───── Data to use ─────

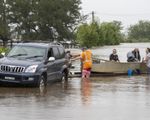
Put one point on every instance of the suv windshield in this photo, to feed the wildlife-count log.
(27, 52)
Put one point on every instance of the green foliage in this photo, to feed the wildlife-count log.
(94, 34)
(88, 35)
(139, 32)
(40, 19)
(3, 50)
(4, 28)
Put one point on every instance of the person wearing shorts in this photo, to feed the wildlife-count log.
(86, 59)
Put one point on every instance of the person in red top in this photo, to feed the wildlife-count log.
(86, 60)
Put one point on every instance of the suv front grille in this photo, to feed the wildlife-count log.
(12, 69)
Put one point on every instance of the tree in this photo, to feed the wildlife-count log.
(111, 32)
(44, 19)
(88, 35)
(94, 34)
(140, 31)
(4, 28)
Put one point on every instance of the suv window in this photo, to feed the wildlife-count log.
(50, 53)
(62, 52)
(56, 53)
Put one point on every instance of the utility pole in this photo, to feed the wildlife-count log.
(93, 17)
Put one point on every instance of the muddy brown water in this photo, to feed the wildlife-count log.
(101, 98)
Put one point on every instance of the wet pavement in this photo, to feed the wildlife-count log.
(103, 98)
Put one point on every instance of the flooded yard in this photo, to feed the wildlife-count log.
(100, 98)
(105, 98)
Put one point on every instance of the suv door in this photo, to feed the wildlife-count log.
(59, 54)
(51, 70)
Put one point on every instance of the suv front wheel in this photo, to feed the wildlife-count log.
(64, 76)
(42, 82)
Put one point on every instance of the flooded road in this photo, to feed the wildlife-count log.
(102, 98)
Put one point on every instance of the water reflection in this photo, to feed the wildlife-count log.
(86, 90)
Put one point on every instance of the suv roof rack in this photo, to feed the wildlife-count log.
(41, 41)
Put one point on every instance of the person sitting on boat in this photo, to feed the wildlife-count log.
(136, 54)
(114, 56)
(131, 57)
(86, 60)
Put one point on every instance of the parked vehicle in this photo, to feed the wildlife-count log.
(34, 64)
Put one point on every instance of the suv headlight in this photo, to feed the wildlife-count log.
(31, 69)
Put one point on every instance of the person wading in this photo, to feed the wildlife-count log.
(86, 60)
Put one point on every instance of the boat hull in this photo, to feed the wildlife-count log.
(119, 67)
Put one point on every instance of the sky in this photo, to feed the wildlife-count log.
(129, 12)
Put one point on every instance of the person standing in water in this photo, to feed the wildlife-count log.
(147, 59)
(114, 56)
(86, 62)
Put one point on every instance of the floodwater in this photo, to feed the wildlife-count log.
(102, 98)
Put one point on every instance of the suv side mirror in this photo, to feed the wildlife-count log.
(2, 55)
(51, 59)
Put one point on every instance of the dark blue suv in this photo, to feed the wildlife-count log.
(34, 64)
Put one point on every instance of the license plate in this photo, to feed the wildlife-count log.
(9, 78)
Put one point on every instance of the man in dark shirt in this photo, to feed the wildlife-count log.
(114, 56)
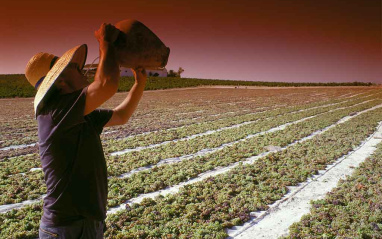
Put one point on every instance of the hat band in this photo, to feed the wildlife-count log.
(50, 67)
(39, 82)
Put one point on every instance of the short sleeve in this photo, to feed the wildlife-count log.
(99, 118)
(69, 109)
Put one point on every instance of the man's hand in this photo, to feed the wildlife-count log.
(107, 33)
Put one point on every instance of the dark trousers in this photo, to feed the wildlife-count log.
(82, 229)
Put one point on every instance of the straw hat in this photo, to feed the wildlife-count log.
(43, 69)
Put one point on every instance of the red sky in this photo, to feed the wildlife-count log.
(264, 40)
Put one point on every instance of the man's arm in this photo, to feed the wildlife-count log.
(123, 112)
(106, 80)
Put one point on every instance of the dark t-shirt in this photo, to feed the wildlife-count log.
(72, 159)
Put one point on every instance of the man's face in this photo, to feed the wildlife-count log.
(71, 79)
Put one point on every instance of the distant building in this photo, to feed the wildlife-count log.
(127, 71)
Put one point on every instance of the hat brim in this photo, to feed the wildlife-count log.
(77, 55)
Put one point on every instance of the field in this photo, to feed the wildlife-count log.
(214, 162)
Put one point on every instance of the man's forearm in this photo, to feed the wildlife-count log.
(128, 106)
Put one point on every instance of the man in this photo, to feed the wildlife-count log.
(69, 128)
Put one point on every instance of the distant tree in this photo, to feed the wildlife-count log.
(171, 73)
(180, 71)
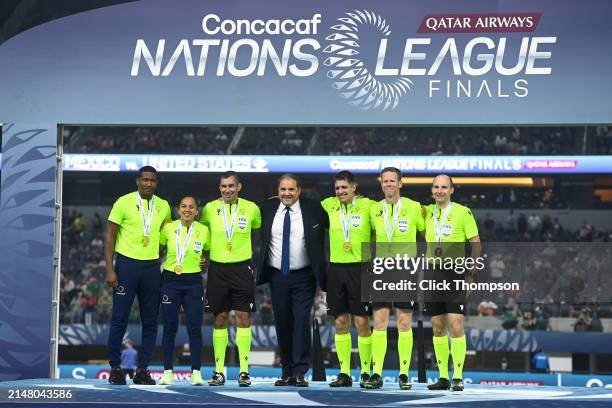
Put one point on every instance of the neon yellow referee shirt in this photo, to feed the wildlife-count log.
(199, 241)
(247, 219)
(459, 227)
(359, 228)
(126, 214)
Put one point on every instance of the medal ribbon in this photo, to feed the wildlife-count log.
(182, 250)
(438, 227)
(229, 229)
(391, 228)
(346, 223)
(146, 222)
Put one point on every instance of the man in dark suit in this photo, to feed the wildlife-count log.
(292, 262)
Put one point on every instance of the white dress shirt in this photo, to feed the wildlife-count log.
(298, 257)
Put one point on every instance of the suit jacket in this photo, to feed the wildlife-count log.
(314, 219)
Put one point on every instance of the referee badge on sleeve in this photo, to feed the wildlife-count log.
(447, 229)
(242, 222)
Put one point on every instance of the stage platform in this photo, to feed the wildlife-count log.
(89, 393)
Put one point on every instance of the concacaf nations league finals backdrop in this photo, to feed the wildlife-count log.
(274, 62)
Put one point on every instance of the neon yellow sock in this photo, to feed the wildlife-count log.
(458, 349)
(343, 349)
(441, 350)
(379, 349)
(365, 353)
(219, 346)
(404, 348)
(243, 341)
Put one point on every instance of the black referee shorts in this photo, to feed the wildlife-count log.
(230, 286)
(344, 290)
(445, 301)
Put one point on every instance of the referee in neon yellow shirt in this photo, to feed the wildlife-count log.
(349, 228)
(231, 282)
(448, 226)
(185, 239)
(395, 219)
(133, 229)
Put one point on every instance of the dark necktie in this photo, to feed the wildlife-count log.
(285, 267)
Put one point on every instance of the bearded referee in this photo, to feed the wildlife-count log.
(231, 282)
(448, 226)
(349, 228)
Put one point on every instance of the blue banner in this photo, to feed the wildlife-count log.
(479, 340)
(316, 62)
(500, 165)
(27, 205)
(85, 371)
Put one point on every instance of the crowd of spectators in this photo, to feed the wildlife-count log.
(561, 272)
(549, 261)
(342, 140)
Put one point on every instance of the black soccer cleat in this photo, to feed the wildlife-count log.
(342, 380)
(374, 383)
(457, 384)
(217, 379)
(404, 383)
(117, 376)
(143, 377)
(244, 380)
(363, 379)
(442, 385)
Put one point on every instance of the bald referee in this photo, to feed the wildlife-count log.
(448, 226)
(231, 282)
(395, 219)
(133, 230)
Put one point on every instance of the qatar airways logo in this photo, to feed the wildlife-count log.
(368, 66)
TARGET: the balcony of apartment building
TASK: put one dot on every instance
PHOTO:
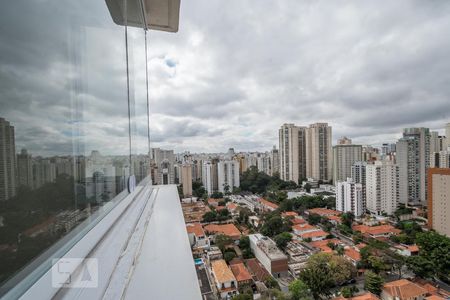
(79, 217)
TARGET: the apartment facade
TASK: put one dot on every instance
(8, 163)
(439, 200)
(292, 152)
(344, 156)
(382, 187)
(349, 197)
(318, 152)
(413, 159)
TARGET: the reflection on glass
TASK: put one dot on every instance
(64, 121)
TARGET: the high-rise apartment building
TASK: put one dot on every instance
(275, 161)
(318, 152)
(228, 175)
(382, 184)
(349, 197)
(439, 200)
(164, 162)
(413, 159)
(292, 152)
(24, 169)
(344, 156)
(447, 137)
(440, 159)
(8, 164)
(186, 179)
(207, 177)
(358, 174)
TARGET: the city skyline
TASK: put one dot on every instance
(368, 73)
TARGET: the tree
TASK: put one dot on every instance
(243, 297)
(283, 239)
(210, 216)
(373, 282)
(228, 256)
(307, 187)
(324, 271)
(314, 219)
(271, 283)
(421, 266)
(222, 241)
(347, 219)
(434, 250)
(299, 290)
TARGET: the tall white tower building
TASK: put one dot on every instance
(318, 152)
(349, 197)
(8, 163)
(382, 184)
(292, 152)
(228, 175)
(413, 159)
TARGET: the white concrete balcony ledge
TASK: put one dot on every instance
(142, 250)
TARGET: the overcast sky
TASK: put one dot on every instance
(233, 74)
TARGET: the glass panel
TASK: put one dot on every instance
(64, 123)
(138, 103)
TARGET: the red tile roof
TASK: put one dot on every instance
(313, 234)
(240, 272)
(324, 211)
(268, 203)
(403, 289)
(352, 253)
(196, 229)
(226, 229)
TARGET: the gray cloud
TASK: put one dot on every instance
(229, 78)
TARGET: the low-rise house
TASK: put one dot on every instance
(266, 205)
(225, 229)
(267, 252)
(224, 279)
(303, 228)
(365, 296)
(322, 245)
(243, 276)
(214, 253)
(352, 255)
(384, 231)
(402, 289)
(197, 236)
(314, 235)
(406, 250)
(232, 208)
(324, 212)
(258, 272)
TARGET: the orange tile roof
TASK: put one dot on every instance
(296, 221)
(375, 230)
(221, 271)
(365, 296)
(240, 272)
(231, 205)
(323, 211)
(434, 297)
(413, 248)
(352, 253)
(334, 218)
(196, 229)
(304, 227)
(322, 243)
(226, 229)
(289, 214)
(268, 203)
(403, 289)
(313, 234)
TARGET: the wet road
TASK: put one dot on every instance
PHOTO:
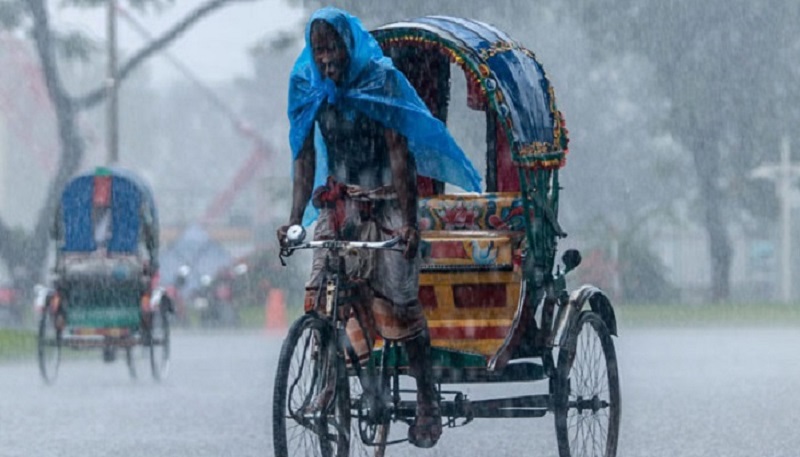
(686, 392)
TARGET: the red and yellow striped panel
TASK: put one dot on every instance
(471, 312)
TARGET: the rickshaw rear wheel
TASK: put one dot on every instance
(48, 347)
(367, 429)
(158, 340)
(307, 357)
(587, 394)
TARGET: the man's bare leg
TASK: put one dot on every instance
(427, 427)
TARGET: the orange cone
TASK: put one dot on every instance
(275, 311)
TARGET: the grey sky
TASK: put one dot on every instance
(215, 49)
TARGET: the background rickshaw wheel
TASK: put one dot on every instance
(159, 344)
(305, 351)
(587, 396)
(48, 347)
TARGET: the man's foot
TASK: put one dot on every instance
(427, 427)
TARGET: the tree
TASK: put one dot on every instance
(728, 68)
(52, 47)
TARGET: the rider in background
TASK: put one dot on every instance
(360, 134)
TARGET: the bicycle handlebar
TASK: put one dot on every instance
(296, 242)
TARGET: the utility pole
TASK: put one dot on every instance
(112, 119)
(783, 175)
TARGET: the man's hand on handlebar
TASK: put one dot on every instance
(282, 230)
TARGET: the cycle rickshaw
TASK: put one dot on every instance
(106, 259)
(496, 301)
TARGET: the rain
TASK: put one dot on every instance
(146, 164)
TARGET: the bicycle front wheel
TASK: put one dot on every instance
(306, 420)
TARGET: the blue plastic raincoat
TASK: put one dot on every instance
(374, 87)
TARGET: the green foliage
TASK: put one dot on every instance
(643, 275)
(76, 45)
(15, 344)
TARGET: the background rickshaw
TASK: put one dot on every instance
(106, 261)
(496, 301)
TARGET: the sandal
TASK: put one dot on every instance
(427, 427)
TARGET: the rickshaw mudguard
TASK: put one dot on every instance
(598, 303)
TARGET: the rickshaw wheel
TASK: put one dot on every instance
(305, 354)
(375, 433)
(159, 344)
(587, 395)
(48, 347)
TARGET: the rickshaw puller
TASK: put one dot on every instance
(373, 134)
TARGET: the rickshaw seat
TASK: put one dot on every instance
(79, 228)
(471, 274)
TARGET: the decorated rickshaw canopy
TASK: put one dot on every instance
(508, 74)
(120, 194)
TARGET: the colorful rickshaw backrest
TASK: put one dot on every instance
(473, 276)
(502, 76)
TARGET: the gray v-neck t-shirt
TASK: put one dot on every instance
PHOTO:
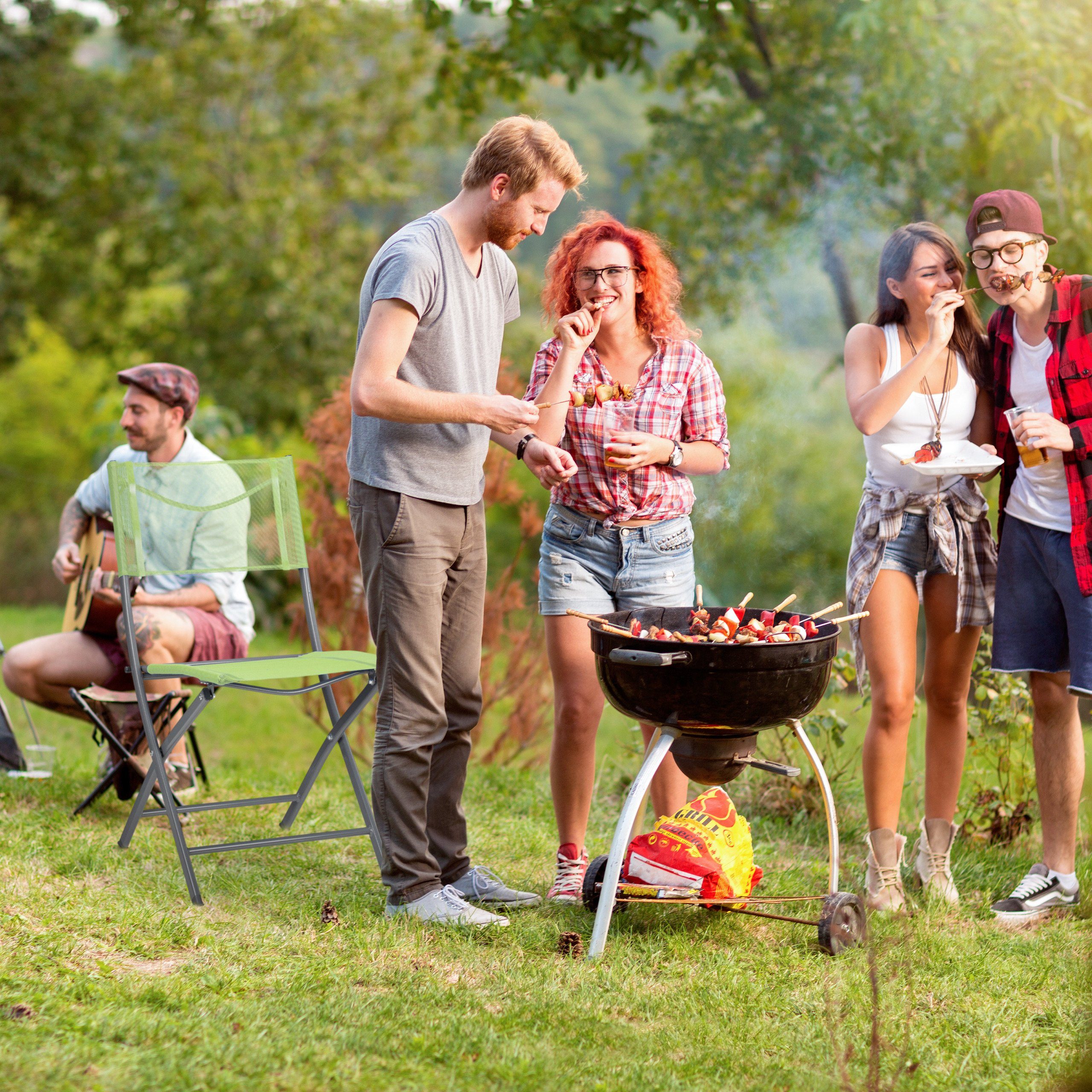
(456, 348)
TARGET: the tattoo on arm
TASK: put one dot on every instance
(73, 523)
(147, 629)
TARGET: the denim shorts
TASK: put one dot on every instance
(595, 569)
(1041, 621)
(912, 551)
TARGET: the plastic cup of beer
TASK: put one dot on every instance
(40, 761)
(1030, 457)
(619, 418)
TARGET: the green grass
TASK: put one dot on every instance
(134, 989)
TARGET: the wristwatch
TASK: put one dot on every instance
(523, 446)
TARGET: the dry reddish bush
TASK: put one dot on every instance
(514, 648)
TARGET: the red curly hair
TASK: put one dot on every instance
(656, 306)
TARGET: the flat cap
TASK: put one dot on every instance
(170, 383)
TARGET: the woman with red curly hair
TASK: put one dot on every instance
(617, 535)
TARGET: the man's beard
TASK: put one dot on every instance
(502, 225)
(143, 441)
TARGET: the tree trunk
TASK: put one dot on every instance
(834, 266)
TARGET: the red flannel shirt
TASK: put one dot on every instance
(1069, 381)
(679, 397)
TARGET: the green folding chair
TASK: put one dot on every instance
(197, 518)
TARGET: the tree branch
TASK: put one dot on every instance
(758, 32)
(834, 266)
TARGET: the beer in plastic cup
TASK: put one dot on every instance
(1030, 457)
(617, 418)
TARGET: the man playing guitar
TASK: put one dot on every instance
(177, 619)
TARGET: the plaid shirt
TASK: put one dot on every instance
(1069, 381)
(679, 397)
(958, 527)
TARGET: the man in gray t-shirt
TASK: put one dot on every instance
(425, 406)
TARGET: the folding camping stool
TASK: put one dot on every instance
(222, 517)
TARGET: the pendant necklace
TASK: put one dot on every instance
(931, 449)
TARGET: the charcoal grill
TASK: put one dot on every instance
(709, 703)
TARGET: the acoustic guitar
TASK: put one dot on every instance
(88, 612)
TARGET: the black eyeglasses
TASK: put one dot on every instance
(614, 276)
(982, 258)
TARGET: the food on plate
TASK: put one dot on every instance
(925, 453)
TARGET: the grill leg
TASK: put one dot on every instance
(635, 799)
(828, 802)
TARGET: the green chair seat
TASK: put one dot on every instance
(225, 672)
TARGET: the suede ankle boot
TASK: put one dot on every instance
(884, 889)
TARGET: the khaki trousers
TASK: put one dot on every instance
(424, 568)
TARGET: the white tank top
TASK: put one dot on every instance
(913, 424)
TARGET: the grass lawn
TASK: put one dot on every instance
(131, 987)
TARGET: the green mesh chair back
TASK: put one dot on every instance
(189, 519)
(194, 518)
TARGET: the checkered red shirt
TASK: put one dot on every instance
(1069, 381)
(679, 397)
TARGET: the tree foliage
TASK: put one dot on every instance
(210, 187)
(840, 112)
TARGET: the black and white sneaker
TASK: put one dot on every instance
(1036, 896)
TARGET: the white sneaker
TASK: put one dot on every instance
(933, 864)
(883, 871)
(446, 907)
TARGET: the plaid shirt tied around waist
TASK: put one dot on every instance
(1069, 383)
(679, 397)
(958, 527)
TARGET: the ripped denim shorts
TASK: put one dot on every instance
(595, 569)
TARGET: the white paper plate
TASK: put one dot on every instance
(957, 457)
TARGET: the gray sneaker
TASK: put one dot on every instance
(445, 907)
(484, 886)
(1036, 896)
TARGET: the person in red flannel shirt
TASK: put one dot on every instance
(1041, 343)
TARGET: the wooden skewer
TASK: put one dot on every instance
(610, 627)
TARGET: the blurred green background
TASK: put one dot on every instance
(206, 183)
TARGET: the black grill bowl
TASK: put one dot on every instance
(734, 687)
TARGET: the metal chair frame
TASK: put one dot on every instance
(336, 738)
(103, 734)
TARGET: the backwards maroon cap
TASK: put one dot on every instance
(1006, 211)
(171, 383)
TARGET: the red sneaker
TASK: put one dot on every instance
(569, 878)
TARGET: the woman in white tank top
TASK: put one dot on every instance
(910, 375)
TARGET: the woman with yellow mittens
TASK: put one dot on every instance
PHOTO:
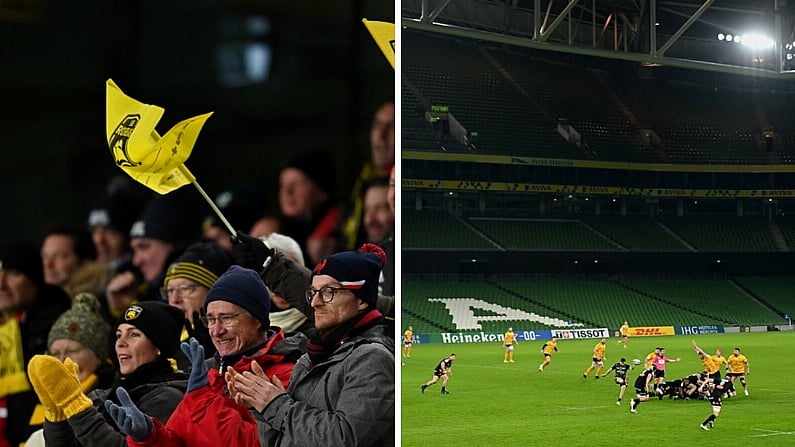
(147, 335)
(80, 334)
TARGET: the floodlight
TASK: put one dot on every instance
(758, 41)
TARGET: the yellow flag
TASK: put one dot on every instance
(384, 35)
(156, 162)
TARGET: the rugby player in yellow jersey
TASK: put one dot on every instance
(624, 330)
(408, 340)
(737, 368)
(598, 360)
(508, 342)
(547, 349)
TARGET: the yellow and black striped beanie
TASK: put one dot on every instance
(202, 262)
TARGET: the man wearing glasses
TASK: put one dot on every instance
(342, 391)
(187, 282)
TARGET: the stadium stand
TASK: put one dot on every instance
(685, 167)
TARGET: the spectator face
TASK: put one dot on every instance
(382, 136)
(298, 194)
(342, 308)
(133, 348)
(377, 217)
(17, 291)
(390, 195)
(86, 360)
(278, 302)
(110, 243)
(59, 259)
(150, 256)
(265, 226)
(242, 332)
(185, 294)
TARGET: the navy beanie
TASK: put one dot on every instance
(23, 257)
(357, 271)
(243, 287)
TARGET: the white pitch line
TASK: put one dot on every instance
(582, 408)
(777, 391)
(770, 433)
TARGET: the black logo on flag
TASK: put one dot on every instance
(118, 141)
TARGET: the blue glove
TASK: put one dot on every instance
(130, 420)
(194, 351)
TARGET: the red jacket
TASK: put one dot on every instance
(208, 416)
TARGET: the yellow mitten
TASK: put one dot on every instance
(61, 382)
(51, 411)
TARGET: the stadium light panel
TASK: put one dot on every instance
(758, 41)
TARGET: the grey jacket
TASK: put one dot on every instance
(347, 400)
(91, 428)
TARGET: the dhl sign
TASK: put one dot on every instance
(651, 331)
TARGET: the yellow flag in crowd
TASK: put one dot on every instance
(384, 35)
(156, 162)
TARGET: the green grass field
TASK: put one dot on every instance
(495, 403)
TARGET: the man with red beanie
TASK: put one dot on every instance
(342, 391)
(236, 314)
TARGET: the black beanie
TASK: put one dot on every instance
(243, 287)
(161, 323)
(170, 218)
(23, 257)
(318, 165)
(202, 262)
(357, 271)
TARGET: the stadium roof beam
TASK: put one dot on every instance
(661, 51)
(519, 23)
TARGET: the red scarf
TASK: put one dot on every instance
(322, 344)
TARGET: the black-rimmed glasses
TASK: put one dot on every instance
(326, 293)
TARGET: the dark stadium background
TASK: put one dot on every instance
(696, 144)
(326, 78)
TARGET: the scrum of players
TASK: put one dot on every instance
(707, 384)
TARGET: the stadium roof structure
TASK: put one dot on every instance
(713, 35)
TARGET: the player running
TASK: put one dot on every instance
(547, 350)
(443, 370)
(508, 342)
(641, 388)
(621, 368)
(737, 368)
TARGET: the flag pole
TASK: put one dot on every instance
(218, 212)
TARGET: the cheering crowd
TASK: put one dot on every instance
(152, 324)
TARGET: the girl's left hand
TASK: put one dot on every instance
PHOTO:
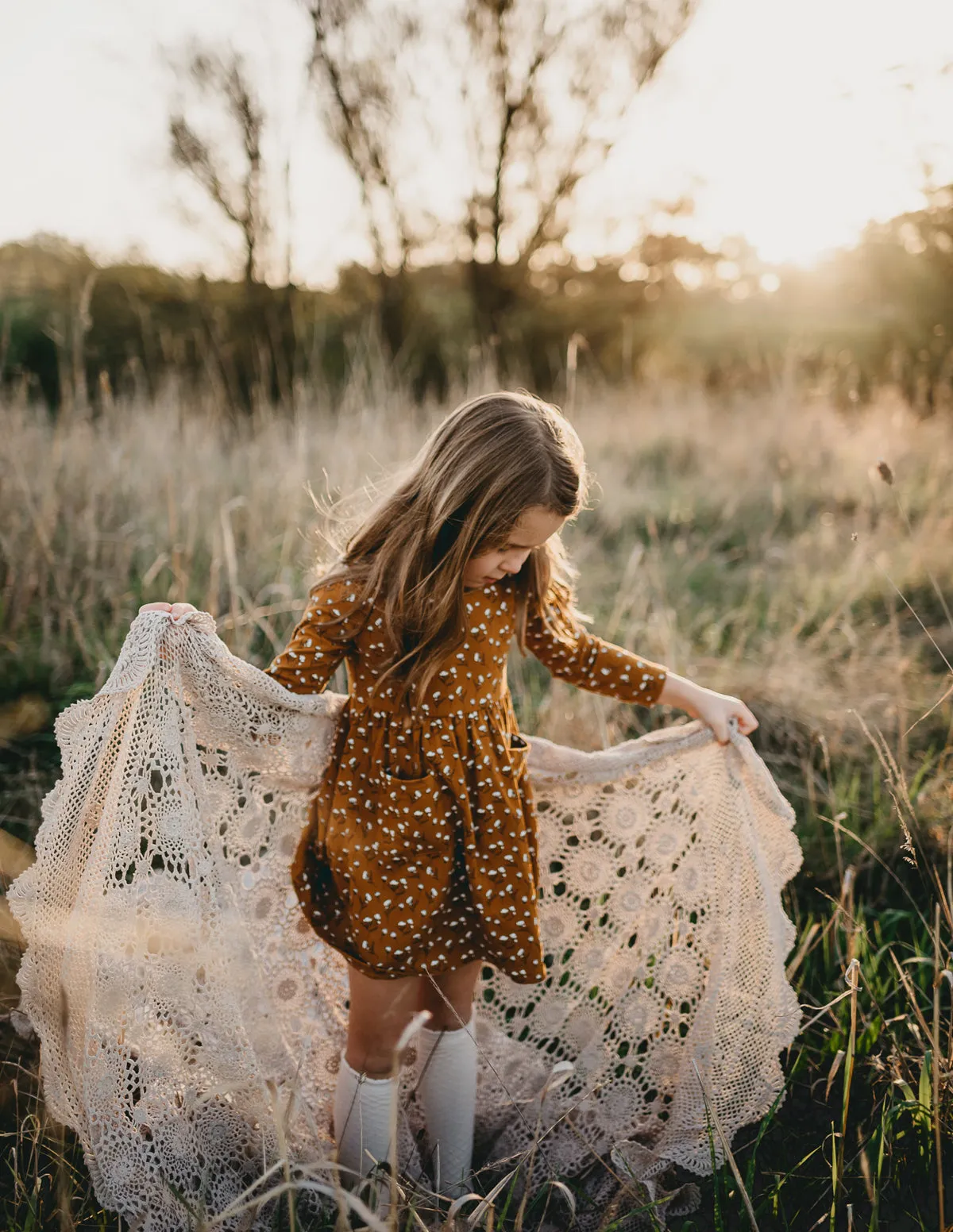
(710, 707)
(178, 611)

─────

## Exercise brief
Set down the line containing "TARGET: the green grass field", then every later line through the end of the material, exactly as written; omit any picture.

## Complete answer
TARGET: the green grass field
TASK: put one dot on every instance
(495, 403)
TARGET: the man with red beanie
TASK: put one dot on every instance
(342, 391)
(236, 314)
TARGET: the black beanie
TASK: put one dot on every instance
(243, 287)
(161, 323)
(170, 218)
(23, 257)
(318, 165)
(202, 262)
(357, 271)
TARGET: the stadium roof beam
TASK: put one dot on every instance
(661, 51)
(519, 23)
TARGET: the red scarf
TASK: put one dot on every instance
(322, 344)
TARGET: the black-rimmed glasses
TASK: put one dot on every instance
(326, 293)
TARGET: the dark stadium background
TASK: put one dot on every instance
(696, 144)
(326, 78)
TARGET: the scrum of players
TASK: put one dot on every instance
(707, 384)
TARGET: the stadium roof structure
TASK: put one dot on every instance
(713, 35)
TARGET: the player running
TASK: put one dot on every instance
(547, 350)
(443, 370)
(508, 342)
(641, 388)
(621, 368)
(737, 368)
TARGET: the flag pole
TASK: put one dot on every instance
(218, 212)
TARGET: the cheering crowd
TASK: put one dot on every instance
(152, 324)
TARGET: the girl's left hand
TASK: put one dot on every instance
PHOTO:
(710, 707)
(178, 611)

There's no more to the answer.